▶ _Aim of the exercise_
Update the records below by replacing "one point per instance" with "a single point for each instance" wherever it occurs, and leave everything else unchanged.
....
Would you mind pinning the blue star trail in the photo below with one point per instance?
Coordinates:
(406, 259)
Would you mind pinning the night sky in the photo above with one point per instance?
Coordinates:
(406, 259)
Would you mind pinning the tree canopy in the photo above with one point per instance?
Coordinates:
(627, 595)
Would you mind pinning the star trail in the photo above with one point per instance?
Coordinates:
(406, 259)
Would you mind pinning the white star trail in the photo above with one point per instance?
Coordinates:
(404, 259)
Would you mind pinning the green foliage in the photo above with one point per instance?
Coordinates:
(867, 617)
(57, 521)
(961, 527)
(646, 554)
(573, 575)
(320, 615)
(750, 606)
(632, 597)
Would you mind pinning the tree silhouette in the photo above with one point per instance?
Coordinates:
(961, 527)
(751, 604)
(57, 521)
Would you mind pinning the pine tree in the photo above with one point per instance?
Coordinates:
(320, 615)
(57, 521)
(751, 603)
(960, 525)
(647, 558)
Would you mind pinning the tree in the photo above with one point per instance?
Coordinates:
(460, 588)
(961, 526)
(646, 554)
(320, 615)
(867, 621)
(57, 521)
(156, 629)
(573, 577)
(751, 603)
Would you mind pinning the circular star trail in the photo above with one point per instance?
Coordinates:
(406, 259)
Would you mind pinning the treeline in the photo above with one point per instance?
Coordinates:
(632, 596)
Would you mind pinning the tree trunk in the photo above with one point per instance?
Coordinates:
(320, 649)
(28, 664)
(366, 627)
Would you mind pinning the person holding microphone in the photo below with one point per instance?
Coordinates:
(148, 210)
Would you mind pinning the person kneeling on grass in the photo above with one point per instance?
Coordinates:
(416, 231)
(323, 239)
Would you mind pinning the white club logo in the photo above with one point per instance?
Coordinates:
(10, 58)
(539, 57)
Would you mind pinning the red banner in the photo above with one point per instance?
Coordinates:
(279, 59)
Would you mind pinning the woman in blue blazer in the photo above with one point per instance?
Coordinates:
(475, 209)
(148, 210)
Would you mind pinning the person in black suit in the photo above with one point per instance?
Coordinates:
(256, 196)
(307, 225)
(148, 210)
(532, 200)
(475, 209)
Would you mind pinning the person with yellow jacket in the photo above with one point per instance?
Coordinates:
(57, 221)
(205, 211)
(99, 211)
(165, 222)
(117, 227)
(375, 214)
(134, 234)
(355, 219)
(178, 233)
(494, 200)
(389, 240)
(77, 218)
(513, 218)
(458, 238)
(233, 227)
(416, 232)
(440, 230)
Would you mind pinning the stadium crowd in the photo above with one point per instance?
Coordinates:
....
▶ _Written reply_
Would you mind pinning the blue star trail in the photo below with a single point for each instance?
Coordinates:
(406, 259)
Would you mind pinning the night sky in the photo above with a single point for each instance?
Coordinates:
(406, 259)
Would you mind pinning the tree canopy in the photo above with a single point for each instance?
Coordinates:
(627, 595)
Would you mind pinning the star trail in the photo above with a single point for each instance?
Coordinates:
(406, 259)
Would you mind pinning the white star trail in the photo above with a single point for each instance?
Coordinates:
(404, 259)
Would you mind pinning the green foliage in the photo above with a single point for each instance?
Coordinates:
(867, 617)
(57, 521)
(961, 527)
(646, 554)
(573, 575)
(320, 615)
(750, 606)
(632, 597)
Would you mind pinning the tree silhouette in the photo above with a single point for each instance?
Coordinates:
(961, 527)
(751, 604)
(57, 521)
Would you mind pinning the pine tree in the photo above with a single point for each instance?
Coordinates:
(320, 615)
(57, 521)
(751, 603)
(960, 525)
(647, 558)
Would you mind pinning the tree in the photo above with a single point for each instance?
Coordinates:
(460, 588)
(961, 526)
(646, 554)
(320, 615)
(867, 621)
(57, 521)
(156, 629)
(573, 577)
(751, 603)
Would you mind pinning the circular star trail in the photo above with a single point for each instance?
Coordinates:
(406, 259)
Would you mind pinning the treeline in the photo above with a single point for each instance?
Coordinates:
(632, 596)
Would you mind pinning the tree trunk in the photo above with a single point for each instance?
Coordinates:
(320, 649)
(28, 664)
(366, 627)
Would you mind pinning the person holding microphone in the photo below with a single point for each instance?
Coordinates:
(148, 210)
Would you mind pinning the person kneeling on grass in the photo above with a single point for each instance?
Coordinates:
(416, 231)
(323, 239)
Would you mind pinning the white club logo in the photo above with a single point for each instance?
Coordinates:
(10, 58)
(539, 57)
Would you mind pinning the red banner in the photo above with a single point for each instance?
Coordinates:
(279, 59)
Would you mind pinning the woman in blue blazer in the photo above with a single point for each instance?
Coordinates:
(475, 209)
(148, 210)
Would you mind pinning the person in black suit in the photo above with a single point for each instance?
Coordinates:
(256, 196)
(307, 225)
(148, 210)
(532, 200)
(475, 209)
Would you mind pinning the person with yellow jacket in the photo above with a single point for each instance?
Coordinates:
(57, 221)
(205, 211)
(99, 211)
(165, 222)
(117, 227)
(375, 214)
(134, 234)
(355, 219)
(178, 233)
(494, 200)
(389, 240)
(77, 218)
(513, 218)
(458, 238)
(233, 227)
(416, 232)
(440, 230)
Would you mind pinning the stadium crowd in the photo above with a single point for each instance?
Coordinates:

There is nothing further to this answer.